Dataset excerpts =>

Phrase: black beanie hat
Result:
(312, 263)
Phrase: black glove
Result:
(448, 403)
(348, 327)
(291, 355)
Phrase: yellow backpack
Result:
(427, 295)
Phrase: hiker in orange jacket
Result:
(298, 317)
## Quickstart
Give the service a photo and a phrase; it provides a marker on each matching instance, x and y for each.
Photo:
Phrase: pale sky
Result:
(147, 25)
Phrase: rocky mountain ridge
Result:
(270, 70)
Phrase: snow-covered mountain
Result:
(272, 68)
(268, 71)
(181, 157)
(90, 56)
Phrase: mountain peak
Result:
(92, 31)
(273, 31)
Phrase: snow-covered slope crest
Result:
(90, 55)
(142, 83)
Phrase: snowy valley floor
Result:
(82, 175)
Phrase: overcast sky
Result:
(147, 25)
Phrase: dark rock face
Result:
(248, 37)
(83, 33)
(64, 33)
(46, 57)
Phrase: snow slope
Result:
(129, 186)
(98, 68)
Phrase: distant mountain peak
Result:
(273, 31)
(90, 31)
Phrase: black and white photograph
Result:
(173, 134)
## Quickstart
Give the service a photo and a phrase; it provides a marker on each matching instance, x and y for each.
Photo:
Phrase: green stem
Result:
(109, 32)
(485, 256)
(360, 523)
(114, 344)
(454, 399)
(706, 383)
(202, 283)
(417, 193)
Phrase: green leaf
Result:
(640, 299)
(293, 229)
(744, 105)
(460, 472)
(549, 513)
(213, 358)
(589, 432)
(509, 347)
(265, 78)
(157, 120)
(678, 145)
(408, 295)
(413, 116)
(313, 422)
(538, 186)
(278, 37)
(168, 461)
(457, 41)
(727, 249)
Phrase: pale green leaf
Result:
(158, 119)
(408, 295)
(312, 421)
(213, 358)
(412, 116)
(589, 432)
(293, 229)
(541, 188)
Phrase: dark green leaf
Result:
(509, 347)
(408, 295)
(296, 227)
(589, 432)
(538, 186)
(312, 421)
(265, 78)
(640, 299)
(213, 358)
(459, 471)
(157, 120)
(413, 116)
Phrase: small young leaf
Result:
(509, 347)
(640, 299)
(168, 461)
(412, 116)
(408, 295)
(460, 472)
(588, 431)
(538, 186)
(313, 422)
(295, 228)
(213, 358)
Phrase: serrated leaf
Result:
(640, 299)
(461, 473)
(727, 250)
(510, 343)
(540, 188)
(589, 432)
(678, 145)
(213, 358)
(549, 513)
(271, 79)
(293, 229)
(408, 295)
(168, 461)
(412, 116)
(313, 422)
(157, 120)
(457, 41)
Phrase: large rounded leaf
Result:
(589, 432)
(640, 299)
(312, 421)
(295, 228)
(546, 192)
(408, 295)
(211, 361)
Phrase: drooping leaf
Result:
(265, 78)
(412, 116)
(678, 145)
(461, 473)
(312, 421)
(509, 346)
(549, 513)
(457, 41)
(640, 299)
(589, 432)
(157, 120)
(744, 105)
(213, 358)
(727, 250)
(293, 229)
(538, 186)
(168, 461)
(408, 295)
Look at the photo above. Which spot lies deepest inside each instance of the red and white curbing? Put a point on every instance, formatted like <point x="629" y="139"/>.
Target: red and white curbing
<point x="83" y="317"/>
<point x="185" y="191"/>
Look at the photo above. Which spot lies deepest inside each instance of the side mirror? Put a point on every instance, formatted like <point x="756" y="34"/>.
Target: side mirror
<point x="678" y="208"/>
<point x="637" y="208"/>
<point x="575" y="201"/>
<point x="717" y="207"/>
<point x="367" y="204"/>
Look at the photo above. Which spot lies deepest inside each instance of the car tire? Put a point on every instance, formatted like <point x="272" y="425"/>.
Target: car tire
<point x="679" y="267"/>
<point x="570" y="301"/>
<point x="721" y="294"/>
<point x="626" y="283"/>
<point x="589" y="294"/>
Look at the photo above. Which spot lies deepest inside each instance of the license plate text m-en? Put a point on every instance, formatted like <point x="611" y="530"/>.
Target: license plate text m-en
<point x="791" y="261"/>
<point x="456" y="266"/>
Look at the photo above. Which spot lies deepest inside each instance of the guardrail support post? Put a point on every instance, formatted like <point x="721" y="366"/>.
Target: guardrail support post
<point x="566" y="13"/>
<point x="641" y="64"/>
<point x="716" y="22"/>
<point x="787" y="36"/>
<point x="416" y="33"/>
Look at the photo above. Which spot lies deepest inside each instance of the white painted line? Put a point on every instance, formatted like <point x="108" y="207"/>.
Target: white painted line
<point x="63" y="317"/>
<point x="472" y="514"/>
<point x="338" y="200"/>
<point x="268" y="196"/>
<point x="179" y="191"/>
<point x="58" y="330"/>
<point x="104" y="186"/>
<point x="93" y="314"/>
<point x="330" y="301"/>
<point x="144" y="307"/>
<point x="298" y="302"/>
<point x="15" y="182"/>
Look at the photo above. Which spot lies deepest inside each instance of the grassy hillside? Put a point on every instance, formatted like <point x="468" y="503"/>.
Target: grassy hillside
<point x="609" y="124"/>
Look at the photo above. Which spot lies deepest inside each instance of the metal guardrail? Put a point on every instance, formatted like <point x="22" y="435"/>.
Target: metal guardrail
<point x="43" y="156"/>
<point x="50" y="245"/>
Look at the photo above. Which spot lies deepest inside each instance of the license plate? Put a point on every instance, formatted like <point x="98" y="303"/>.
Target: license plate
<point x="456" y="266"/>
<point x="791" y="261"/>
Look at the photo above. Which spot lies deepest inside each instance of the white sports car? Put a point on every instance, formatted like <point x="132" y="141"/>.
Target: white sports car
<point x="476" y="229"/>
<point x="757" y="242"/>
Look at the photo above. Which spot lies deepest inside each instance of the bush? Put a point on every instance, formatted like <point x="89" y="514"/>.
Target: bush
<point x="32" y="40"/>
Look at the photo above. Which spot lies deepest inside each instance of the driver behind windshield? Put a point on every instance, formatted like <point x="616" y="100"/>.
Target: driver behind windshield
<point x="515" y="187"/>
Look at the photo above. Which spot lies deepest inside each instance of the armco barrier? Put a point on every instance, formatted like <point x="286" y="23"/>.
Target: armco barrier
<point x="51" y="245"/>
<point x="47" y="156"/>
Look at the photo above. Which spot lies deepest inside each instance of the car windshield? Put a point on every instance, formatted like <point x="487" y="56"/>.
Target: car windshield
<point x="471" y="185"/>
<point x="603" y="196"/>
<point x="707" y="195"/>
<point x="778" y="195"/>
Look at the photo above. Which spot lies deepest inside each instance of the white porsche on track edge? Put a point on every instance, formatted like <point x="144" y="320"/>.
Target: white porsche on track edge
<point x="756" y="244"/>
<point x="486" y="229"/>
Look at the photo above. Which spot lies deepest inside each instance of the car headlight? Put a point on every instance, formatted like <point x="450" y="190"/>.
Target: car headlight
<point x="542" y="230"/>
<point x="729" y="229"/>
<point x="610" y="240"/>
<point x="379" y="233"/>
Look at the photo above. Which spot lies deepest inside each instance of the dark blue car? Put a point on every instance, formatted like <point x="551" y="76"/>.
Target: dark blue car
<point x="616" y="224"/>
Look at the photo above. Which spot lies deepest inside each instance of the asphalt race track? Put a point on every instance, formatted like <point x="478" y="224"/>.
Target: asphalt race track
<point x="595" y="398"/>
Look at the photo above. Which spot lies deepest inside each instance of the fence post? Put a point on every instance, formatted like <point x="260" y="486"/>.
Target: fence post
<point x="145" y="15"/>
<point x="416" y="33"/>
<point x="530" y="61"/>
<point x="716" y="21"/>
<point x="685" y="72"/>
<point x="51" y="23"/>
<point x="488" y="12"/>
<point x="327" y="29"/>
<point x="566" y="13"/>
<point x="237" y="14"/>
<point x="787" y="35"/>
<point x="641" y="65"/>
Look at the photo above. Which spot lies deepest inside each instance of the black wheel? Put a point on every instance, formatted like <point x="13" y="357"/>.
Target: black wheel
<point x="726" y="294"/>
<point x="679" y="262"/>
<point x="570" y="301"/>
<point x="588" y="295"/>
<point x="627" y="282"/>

Exercise => Above are the entries. Output exactly the lines beginning with the line that has "Phrase: black glove" and ending with the line that has "Phrase: drooping leaf".

Output of the exercise =>
Phrase: black glove
Result:
(448, 403)
(348, 327)
(291, 355)
Phrase: yellow backpack
Result:
(427, 295)
Phrase: hiker in orange jacket
Result:
(298, 317)
## Quickstart
Give the service a photo and a phrase; it provides a marker on each matching instance, x and y for each.
Photo:
Phrase: pale sky
Result:
(147, 25)
Phrase: rocky mountain ridge
Result:
(270, 70)
Phrase: snow-covered mountain
Result:
(272, 68)
(268, 71)
(181, 157)
(90, 56)
Phrase: mountain peak
Result:
(92, 31)
(273, 31)
Phrase: snow-covered slope crest
Result:
(90, 55)
(142, 83)
Phrase: snowy valley floor
Result:
(82, 175)
Phrase: overcast sky
Result:
(147, 25)
Phrase: dark rock face
Result:
(248, 37)
(83, 33)
(64, 33)
(46, 57)
Phrase: snow slope
Result:
(129, 186)
(98, 68)
Phrase: distant mountain peak
Result:
(273, 31)
(90, 31)
Phrase: black and white photograph
Result:
(173, 134)
## Quickstart
Give the service a photo and a phrase; it provides a marker on each matching instance, x and y for each.
Photo:
Phrase: green stem
Result:
(109, 32)
(485, 256)
(360, 523)
(114, 344)
(454, 399)
(706, 383)
(202, 283)
(417, 193)
Phrase: green leaf
Result:
(640, 299)
(293, 229)
(744, 105)
(460, 472)
(549, 513)
(213, 358)
(589, 432)
(509, 347)
(265, 78)
(157, 120)
(678, 145)
(408, 295)
(413, 116)
(313, 422)
(538, 186)
(278, 37)
(168, 461)
(457, 41)
(727, 249)
Phrase: pale green leaf
Result:
(158, 119)
(408, 295)
(312, 421)
(213, 358)
(412, 116)
(589, 432)
(293, 229)
(541, 188)
Phrase: dark green leaf
Result:
(509, 347)
(408, 295)
(296, 227)
(589, 432)
(538, 186)
(312, 421)
(265, 78)
(640, 299)
(213, 358)
(459, 471)
(157, 120)
(413, 116)
Phrase: small young leaf
Result:
(509, 347)
(640, 299)
(168, 461)
(412, 116)
(408, 295)
(460, 472)
(588, 431)
(538, 186)
(313, 422)
(295, 228)
(213, 358)
Phrase: serrated leaf
Result:
(640, 299)
(461, 473)
(727, 250)
(510, 343)
(540, 188)
(589, 432)
(678, 145)
(213, 358)
(549, 513)
(271, 79)
(293, 229)
(408, 295)
(168, 461)
(412, 116)
(313, 422)
(157, 120)
(457, 41)
Phrase: large rounded leaf
Result:
(589, 432)
(640, 299)
(312, 421)
(295, 228)
(546, 192)
(408, 295)
(211, 361)
Phrase: drooping leaf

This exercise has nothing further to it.